:: Goal ::
Update the part of the data below that opens with the line containing "row: rounded ear" and runs through the end of the data. Replace "even-odd" with "nonzero" and leave everything else unchanged.
============================================================
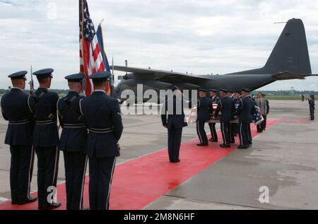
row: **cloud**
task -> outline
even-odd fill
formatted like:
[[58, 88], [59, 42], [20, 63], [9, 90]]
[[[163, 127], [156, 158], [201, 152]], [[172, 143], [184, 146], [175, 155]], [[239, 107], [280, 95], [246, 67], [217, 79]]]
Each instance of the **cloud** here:
[[[300, 18], [312, 71], [318, 73], [317, 1], [88, 1], [95, 28], [105, 19], [106, 51], [115, 64], [128, 59], [130, 66], [196, 74], [261, 67], [283, 28], [274, 23]], [[35, 69], [53, 67], [53, 87], [66, 88], [64, 76], [79, 68], [78, 1], [0, 0], [0, 88], [10, 84], [8, 74], [33, 64]], [[318, 90], [310, 86], [313, 81], [281, 81], [265, 88], [292, 85]]]

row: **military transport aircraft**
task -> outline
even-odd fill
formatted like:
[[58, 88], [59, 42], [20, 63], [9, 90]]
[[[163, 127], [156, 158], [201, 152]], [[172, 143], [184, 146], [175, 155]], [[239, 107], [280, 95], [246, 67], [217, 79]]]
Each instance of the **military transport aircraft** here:
[[[190, 91], [200, 88], [254, 90], [276, 81], [318, 76], [312, 74], [304, 25], [300, 19], [295, 18], [288, 20], [267, 62], [261, 69], [220, 76], [194, 76], [119, 66], [114, 66], [114, 69], [129, 73], [119, 78], [122, 80], [116, 88], [117, 96], [122, 102], [126, 100], [121, 98], [123, 90], [131, 90], [137, 95], [137, 84], [143, 85], [143, 91], [153, 89], [158, 92], [174, 85]], [[146, 101], [148, 99], [143, 99], [143, 102]]]

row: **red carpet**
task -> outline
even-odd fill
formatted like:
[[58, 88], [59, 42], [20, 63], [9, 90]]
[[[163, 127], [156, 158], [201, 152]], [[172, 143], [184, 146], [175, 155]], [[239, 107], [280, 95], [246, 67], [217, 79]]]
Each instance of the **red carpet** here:
[[[289, 120], [269, 120], [268, 127], [282, 122], [295, 122]], [[254, 125], [251, 125], [251, 127], [254, 138], [258, 134]], [[218, 134], [221, 141], [220, 131]], [[198, 139], [184, 142], [180, 149], [181, 163], [177, 164], [168, 163], [167, 150], [165, 148], [117, 165], [112, 185], [110, 208], [136, 210], [143, 208], [233, 151], [239, 143], [238, 138], [235, 140], [236, 144], [228, 149], [220, 148], [220, 143], [210, 143], [208, 147], [197, 147], [196, 144], [199, 142]], [[62, 203], [60, 209], [65, 209], [65, 183], [59, 184], [57, 189], [58, 201]], [[84, 205], [89, 207], [88, 177], [85, 185]], [[15, 209], [37, 209], [37, 204], [35, 202], [18, 206], [12, 206], [11, 201], [6, 201], [0, 204], [0, 210]]]

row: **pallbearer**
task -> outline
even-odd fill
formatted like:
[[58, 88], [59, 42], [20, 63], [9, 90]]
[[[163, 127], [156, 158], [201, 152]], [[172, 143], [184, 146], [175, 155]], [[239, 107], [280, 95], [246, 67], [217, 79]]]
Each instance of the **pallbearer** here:
[[212, 100], [206, 97], [206, 90], [200, 89], [199, 90], [197, 119], [196, 119], [196, 133], [198, 134], [200, 143], [198, 146], [207, 146], [208, 145], [206, 132], [204, 130], [204, 124], [210, 119], [210, 114], [212, 113]]
[[30, 196], [35, 153], [32, 146], [33, 115], [28, 105], [29, 95], [23, 91], [25, 87], [27, 73], [23, 71], [8, 76], [13, 87], [1, 98], [1, 101], [2, 115], [8, 121], [4, 143], [10, 145], [11, 153], [11, 204], [19, 205], [37, 199]]
[[39, 209], [54, 209], [61, 206], [55, 203], [59, 151], [57, 130], [57, 103], [59, 95], [49, 91], [54, 70], [47, 69], [33, 73], [40, 87], [29, 98], [29, 105], [35, 114], [33, 146], [37, 155], [37, 191]]
[[308, 103], [310, 105], [310, 120], [314, 120], [314, 95], [310, 95], [310, 98], [308, 99]]
[[230, 122], [234, 119], [235, 106], [232, 99], [228, 96], [228, 90], [221, 89], [220, 90], [220, 100], [218, 104], [214, 117], [216, 118], [219, 112], [222, 112], [220, 118], [220, 129], [223, 143], [220, 144], [221, 148], [230, 148], [230, 138], [229, 134]]
[[84, 74], [67, 76], [70, 91], [59, 100], [57, 111], [63, 128], [59, 148], [64, 152], [66, 186], [66, 209], [83, 209], [83, 191], [86, 172], [87, 129], [79, 107]]
[[249, 145], [249, 126], [252, 123], [252, 114], [256, 113], [255, 103], [249, 97], [249, 90], [242, 90], [242, 98], [237, 107], [239, 117], [240, 146], [238, 148], [247, 148]]
[[91, 210], [110, 208], [117, 143], [123, 131], [119, 103], [105, 93], [110, 75], [108, 71], [90, 75], [95, 91], [80, 101], [81, 112], [88, 129], [86, 154], [89, 158]]
[[[212, 104], [214, 104], [214, 103], [217, 104], [218, 102], [218, 101], [220, 100], [220, 98], [216, 95], [217, 93], [218, 93], [218, 90], [216, 90], [211, 89], [210, 90], [210, 96], [212, 99]], [[212, 142], [218, 142], [218, 134], [216, 133], [216, 123], [208, 123], [208, 126], [210, 127], [211, 135], [211, 138], [209, 141], [212, 141]]]

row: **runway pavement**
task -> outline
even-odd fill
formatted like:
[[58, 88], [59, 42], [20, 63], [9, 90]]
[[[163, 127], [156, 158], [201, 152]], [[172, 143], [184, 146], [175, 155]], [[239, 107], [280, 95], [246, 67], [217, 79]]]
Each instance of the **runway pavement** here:
[[[159, 196], [138, 208], [318, 209], [317, 122], [308, 120], [307, 102], [273, 100], [270, 101], [270, 106], [269, 119], [276, 122], [266, 132], [255, 137], [251, 148], [230, 152], [220, 160], [186, 177], [172, 191], [163, 191], [158, 194]], [[144, 160], [148, 158], [145, 155], [166, 148], [167, 131], [161, 126], [160, 116], [127, 115], [123, 117], [123, 122], [124, 131], [120, 141], [122, 156], [117, 165], [127, 166], [129, 162], [139, 161], [141, 157]], [[6, 130], [6, 122], [1, 118], [0, 201], [10, 199], [10, 153], [8, 146], [2, 143]], [[206, 131], [208, 132], [207, 125]], [[196, 140], [194, 139], [196, 138], [195, 124], [184, 129], [184, 146], [186, 142], [191, 141], [192, 150], [195, 150]], [[213, 150], [211, 153], [216, 153]], [[184, 153], [187, 153], [185, 150]], [[198, 153], [200, 153], [199, 151]], [[166, 156], [167, 160], [167, 154], [160, 154], [161, 159]], [[180, 154], [182, 158], [182, 149]], [[151, 161], [156, 163], [153, 158]], [[37, 190], [36, 165], [35, 167], [33, 191]], [[119, 167], [117, 167], [119, 170]], [[151, 169], [147, 170], [146, 164], [143, 168], [150, 174], [153, 172]], [[134, 176], [129, 178], [133, 179]], [[64, 181], [61, 155], [59, 183]], [[261, 194], [259, 190], [262, 186], [269, 188], [269, 204], [259, 201]], [[129, 194], [124, 196], [129, 198]], [[115, 197], [111, 199], [117, 200]], [[112, 203], [120, 204], [117, 201]], [[120, 206], [115, 208], [121, 209]]]

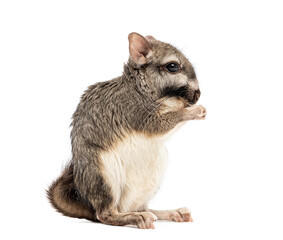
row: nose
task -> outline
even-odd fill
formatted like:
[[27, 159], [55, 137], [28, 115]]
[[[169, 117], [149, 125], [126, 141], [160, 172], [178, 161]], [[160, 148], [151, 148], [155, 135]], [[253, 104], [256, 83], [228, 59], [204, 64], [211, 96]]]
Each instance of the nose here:
[[200, 90], [198, 89], [194, 92], [192, 103], [195, 104], [199, 100], [199, 97], [200, 97]]

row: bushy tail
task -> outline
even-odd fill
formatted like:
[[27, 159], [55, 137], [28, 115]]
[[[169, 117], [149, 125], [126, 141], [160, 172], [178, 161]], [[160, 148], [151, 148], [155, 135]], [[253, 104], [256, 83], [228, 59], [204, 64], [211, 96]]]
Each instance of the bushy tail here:
[[46, 191], [52, 206], [68, 217], [97, 221], [95, 210], [76, 189], [73, 180], [73, 164], [69, 164], [62, 175]]

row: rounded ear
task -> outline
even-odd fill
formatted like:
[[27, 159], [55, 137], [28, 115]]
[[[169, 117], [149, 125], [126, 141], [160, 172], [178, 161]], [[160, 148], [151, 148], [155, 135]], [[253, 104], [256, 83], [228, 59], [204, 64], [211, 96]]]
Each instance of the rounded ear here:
============================================================
:: Answer for the task ::
row: rounded ear
task -> outline
nonzero fill
formatted like:
[[27, 159], [55, 137], [28, 115]]
[[[169, 117], [149, 125], [126, 141], [160, 172], [178, 161]], [[160, 148], [151, 148], [155, 135]], [[253, 104], [256, 83], [228, 59], [204, 64], [211, 96]]]
Each instance of the rounded ear here:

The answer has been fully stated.